### DOCUMENT SECTION
++++
I won’t lie, working for yourself, and by yourself, really isn’t for everyone.

 

Self motivation is just the start of the list of tools you’ve got to have in your back pocket to make it work.

 

Self confidence, self correction, and self promotion are three things that don’t really get talked about much with regards to self employment.

Every single person on the planet suffers from self doubt on a regular basis. Some of us have it more often than others, but we all have it. It’s a natural way to make sure that what you're doing is still the right thing.

 

I am intimately familiar with my self doubt. In fact, I might even say that it fuels everything I do. When I doubt what I'm doing, it forces me to look critically at what I'm doing, and either find the part of it that makes me deeply passionate about it, like a diamond in a pile of crap; or change course towards what I do feel passionate about.

Yes, my self doubt actually is the source of my self confidence and my self correction. Either I do more of it, or I stop doing it. Go hard or go home.

 

But no matter how passionate I am about something, there also comes a moment when I have to amplify the volume. And give myself a promotion. Because no one else will.
++++
### SOURCE INFORMATION
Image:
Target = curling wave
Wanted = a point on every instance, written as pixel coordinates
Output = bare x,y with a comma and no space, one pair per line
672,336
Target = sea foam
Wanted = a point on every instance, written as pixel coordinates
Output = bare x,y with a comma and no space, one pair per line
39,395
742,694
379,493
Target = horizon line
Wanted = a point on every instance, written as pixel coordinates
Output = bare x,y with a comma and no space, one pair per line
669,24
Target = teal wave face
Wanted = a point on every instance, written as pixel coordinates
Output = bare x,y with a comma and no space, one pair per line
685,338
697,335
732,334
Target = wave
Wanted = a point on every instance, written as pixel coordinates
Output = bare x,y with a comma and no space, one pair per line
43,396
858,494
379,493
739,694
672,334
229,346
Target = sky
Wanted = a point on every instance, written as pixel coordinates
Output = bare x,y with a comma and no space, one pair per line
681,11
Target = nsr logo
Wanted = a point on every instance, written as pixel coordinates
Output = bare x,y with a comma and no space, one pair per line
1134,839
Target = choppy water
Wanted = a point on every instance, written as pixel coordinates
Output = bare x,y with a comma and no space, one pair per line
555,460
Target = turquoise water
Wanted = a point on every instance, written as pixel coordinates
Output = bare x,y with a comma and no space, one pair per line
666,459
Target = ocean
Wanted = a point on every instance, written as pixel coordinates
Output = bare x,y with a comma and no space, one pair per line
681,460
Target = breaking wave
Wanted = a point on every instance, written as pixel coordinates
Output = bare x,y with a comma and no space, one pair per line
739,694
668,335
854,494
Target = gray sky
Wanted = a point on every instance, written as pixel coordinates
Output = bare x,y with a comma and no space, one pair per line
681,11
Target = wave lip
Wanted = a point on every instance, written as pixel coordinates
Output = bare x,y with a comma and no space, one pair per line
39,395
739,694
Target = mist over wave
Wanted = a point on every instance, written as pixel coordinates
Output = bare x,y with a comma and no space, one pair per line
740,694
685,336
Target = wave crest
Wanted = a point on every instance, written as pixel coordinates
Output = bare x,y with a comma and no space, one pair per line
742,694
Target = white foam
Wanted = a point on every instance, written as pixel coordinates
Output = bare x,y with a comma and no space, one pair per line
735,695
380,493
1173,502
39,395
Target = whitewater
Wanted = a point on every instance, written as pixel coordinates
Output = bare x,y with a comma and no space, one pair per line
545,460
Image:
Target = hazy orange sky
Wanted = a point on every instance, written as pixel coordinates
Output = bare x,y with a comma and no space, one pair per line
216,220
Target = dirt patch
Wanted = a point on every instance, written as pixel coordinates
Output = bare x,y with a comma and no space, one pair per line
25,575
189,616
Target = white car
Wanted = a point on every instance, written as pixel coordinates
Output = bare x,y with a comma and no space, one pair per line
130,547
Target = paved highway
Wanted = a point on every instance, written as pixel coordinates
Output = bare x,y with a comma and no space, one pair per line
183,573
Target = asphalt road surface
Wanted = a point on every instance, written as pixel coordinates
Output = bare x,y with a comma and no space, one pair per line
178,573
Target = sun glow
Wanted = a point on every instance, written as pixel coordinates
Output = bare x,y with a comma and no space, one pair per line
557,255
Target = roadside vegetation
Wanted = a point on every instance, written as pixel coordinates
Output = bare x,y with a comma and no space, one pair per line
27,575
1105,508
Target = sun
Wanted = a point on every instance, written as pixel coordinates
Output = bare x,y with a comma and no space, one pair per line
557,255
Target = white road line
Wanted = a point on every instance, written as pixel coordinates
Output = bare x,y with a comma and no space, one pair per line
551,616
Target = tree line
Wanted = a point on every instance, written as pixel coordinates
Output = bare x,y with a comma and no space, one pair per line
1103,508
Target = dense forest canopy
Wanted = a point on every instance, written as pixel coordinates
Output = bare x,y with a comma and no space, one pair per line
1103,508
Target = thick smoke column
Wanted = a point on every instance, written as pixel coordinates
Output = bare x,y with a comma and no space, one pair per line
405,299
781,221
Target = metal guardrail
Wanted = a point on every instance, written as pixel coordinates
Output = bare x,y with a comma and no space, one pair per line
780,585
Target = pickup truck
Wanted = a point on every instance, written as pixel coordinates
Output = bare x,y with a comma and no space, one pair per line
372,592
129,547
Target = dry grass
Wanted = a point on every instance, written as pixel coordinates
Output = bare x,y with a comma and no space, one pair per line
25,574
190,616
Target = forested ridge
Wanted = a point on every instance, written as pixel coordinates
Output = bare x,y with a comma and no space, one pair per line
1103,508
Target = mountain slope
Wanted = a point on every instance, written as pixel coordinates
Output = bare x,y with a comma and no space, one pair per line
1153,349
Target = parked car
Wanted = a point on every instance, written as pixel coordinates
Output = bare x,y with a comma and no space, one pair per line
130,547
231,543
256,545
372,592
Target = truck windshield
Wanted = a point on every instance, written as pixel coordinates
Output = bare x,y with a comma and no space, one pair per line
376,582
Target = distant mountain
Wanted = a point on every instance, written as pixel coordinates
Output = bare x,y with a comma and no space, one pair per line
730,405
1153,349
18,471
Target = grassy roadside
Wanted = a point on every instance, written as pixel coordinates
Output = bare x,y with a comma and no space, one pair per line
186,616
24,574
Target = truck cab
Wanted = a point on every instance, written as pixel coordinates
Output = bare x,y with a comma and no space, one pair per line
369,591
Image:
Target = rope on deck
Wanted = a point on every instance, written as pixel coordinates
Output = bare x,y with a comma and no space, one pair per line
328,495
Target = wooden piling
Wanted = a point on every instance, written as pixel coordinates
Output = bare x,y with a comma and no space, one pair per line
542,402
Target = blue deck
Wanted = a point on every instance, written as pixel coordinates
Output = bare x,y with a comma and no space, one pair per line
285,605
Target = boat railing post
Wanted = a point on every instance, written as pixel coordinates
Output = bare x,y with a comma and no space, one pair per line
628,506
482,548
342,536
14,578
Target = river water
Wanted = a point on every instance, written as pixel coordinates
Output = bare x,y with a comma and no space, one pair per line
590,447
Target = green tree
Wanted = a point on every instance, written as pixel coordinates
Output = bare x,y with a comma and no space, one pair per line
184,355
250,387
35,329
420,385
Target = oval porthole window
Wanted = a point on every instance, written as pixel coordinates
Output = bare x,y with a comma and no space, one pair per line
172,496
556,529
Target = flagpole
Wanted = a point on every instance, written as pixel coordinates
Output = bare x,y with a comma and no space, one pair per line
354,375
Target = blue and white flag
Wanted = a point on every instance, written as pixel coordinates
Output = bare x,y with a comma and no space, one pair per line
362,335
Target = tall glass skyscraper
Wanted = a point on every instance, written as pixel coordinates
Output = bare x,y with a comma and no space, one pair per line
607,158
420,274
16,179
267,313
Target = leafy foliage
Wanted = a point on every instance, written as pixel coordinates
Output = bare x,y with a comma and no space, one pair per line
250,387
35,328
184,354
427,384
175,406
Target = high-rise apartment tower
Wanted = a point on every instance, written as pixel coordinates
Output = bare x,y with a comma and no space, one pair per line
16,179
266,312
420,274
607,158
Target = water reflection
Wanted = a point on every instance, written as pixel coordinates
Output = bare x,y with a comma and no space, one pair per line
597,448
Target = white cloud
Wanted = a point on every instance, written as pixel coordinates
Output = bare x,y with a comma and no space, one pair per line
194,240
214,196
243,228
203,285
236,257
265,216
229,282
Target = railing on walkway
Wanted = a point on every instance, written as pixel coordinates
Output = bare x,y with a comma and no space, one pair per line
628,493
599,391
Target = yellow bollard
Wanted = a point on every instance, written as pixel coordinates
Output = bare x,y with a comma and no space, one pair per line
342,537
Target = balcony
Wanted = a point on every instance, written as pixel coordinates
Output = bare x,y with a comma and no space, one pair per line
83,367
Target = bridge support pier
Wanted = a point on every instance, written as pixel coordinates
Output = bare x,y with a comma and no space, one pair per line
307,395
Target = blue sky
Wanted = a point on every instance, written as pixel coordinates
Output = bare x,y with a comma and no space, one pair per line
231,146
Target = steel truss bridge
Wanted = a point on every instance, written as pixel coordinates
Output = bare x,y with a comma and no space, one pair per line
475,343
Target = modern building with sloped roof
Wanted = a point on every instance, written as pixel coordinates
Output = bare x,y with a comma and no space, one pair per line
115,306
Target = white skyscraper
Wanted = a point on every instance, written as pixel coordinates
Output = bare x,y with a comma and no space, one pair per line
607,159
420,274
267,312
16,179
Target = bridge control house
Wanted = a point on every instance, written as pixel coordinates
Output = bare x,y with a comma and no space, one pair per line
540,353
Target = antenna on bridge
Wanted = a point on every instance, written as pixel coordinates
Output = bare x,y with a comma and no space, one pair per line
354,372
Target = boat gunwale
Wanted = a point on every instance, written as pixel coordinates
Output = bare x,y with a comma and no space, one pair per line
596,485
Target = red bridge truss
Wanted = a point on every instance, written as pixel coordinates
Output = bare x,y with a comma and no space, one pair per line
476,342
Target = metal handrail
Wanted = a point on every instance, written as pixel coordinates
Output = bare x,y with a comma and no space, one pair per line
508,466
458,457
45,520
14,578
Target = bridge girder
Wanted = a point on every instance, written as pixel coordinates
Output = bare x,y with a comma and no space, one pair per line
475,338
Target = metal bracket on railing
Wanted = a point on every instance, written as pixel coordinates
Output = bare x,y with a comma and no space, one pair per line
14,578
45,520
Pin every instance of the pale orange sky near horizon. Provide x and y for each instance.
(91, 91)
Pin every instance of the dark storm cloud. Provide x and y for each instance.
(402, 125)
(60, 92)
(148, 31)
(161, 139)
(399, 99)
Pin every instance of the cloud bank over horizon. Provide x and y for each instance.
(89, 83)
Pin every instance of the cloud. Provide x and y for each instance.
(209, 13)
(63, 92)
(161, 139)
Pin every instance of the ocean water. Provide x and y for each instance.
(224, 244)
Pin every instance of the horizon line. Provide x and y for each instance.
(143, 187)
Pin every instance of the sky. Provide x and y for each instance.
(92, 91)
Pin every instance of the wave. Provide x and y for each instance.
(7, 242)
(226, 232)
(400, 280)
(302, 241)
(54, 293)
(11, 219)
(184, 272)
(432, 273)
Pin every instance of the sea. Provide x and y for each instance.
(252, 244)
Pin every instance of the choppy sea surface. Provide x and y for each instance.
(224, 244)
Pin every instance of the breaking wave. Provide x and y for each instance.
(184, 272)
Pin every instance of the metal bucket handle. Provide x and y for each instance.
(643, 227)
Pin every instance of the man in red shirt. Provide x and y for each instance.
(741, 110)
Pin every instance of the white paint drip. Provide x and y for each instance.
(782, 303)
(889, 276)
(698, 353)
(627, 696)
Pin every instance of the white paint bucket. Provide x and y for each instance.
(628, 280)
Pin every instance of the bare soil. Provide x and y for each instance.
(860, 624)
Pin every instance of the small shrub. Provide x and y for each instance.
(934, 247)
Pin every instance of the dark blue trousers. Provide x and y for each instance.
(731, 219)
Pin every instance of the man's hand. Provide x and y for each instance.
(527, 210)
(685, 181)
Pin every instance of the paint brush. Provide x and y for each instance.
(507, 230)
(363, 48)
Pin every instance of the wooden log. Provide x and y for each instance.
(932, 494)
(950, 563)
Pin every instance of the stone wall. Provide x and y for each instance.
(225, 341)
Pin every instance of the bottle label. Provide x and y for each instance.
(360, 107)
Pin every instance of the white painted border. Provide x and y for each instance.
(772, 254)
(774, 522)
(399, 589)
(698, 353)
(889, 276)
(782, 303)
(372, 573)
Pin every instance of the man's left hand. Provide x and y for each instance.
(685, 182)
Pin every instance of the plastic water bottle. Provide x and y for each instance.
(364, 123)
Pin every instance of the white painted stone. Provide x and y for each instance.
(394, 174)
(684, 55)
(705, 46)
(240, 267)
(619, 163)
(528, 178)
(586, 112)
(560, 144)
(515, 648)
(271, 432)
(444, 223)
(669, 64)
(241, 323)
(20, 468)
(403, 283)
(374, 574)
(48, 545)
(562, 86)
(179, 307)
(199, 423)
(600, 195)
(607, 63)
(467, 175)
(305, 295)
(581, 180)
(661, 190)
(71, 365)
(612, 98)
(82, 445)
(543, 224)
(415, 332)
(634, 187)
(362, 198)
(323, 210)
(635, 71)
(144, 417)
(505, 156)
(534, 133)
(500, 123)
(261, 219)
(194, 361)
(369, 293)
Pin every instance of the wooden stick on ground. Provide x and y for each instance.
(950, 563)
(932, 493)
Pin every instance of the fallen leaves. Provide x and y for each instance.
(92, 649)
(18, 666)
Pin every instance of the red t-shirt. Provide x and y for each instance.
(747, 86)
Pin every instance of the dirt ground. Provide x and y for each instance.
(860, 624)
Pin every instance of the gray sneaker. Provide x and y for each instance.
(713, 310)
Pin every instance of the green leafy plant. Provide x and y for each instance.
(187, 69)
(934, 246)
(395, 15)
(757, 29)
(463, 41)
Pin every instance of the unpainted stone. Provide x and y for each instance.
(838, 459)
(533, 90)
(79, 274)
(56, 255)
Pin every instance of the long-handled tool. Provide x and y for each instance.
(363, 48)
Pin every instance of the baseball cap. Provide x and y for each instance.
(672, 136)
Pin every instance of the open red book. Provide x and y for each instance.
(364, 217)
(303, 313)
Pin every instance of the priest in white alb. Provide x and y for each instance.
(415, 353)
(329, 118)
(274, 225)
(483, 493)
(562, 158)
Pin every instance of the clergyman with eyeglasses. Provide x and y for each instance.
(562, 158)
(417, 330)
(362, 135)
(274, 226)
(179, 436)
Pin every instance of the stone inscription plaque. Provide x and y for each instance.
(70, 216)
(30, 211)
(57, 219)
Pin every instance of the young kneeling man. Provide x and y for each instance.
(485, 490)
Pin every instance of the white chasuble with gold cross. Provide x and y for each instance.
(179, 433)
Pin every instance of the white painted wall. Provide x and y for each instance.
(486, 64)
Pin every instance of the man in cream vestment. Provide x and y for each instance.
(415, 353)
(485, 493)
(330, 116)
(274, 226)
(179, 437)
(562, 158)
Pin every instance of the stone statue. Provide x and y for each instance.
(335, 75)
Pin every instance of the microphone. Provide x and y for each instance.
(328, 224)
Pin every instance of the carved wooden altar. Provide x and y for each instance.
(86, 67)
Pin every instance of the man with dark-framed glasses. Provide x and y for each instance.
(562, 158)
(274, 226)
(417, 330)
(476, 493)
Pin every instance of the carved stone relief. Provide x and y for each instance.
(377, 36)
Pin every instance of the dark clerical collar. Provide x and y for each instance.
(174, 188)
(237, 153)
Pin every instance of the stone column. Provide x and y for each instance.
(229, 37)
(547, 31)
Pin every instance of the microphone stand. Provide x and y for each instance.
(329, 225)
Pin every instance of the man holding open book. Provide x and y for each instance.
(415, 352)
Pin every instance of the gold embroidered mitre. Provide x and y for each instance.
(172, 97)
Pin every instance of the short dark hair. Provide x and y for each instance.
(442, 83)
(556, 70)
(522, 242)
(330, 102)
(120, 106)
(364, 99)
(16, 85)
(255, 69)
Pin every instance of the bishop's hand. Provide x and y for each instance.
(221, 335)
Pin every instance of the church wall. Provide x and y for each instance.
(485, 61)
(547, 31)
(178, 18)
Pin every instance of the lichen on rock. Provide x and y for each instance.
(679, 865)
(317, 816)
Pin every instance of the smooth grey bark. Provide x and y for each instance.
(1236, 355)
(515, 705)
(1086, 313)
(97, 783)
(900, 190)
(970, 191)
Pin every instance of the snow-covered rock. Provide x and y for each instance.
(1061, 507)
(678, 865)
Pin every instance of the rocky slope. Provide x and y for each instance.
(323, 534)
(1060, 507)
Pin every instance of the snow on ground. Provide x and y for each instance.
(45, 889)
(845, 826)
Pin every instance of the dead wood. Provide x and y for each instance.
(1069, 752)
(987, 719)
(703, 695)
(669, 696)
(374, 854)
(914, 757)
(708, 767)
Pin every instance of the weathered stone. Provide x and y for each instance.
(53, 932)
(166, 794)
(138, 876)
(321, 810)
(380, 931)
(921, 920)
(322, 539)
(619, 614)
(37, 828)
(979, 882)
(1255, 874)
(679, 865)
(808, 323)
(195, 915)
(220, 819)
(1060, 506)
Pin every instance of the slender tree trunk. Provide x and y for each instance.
++++
### REQUIREMENT
Write out, word for word, the part of the piece on self-employment that opens with the words containing "Every single person" and closes with "feel passionate about.".

### ANSWER TO THIS TASK
Every single person on the planet suffers from self doubt on a regular basis. Some of us have it more often than others, but we all have it. It’s a natural way to make sure that what you're doing is still the right thing.

 

I am intimately familiar with my self doubt. In fact, I might even say that it fuels everything I do. When I doubt what I'm doing, it forces me to look critically at what I'm doing, and either find the part of it that makes me deeply passionate about it, like a diamond in a pile of crap; or change course towards what I do feel passionate about.